◆ TASK TO COMPLETE:
Please return exactly the lines from the one containing "For the trial run, indicate each instance of the snowy" through the end of the records, including both.

=== DATA EXTRACTS ===

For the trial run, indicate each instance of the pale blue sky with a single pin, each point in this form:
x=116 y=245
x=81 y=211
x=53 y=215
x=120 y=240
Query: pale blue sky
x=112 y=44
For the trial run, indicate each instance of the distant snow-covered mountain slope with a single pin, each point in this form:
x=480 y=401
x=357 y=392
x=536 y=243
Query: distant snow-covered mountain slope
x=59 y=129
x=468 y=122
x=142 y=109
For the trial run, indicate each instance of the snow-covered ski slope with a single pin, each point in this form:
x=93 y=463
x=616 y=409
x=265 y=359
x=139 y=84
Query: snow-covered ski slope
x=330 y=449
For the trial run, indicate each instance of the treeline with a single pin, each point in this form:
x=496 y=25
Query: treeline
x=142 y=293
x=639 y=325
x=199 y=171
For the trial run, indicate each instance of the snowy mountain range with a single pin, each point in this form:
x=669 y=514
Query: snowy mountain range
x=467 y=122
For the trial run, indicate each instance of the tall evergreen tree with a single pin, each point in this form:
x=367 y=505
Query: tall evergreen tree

===

◆ ANSWER SECTION:
For the trial run, indicate each instance of the snowy mountain range with a single pin, each point in this form:
x=669 y=514
Query: snowy mountain range
x=467 y=122
For the trial run, indicate each instance of the tall evergreen tree with a single pin, each point in this form:
x=367 y=505
Query: tall evergreen tree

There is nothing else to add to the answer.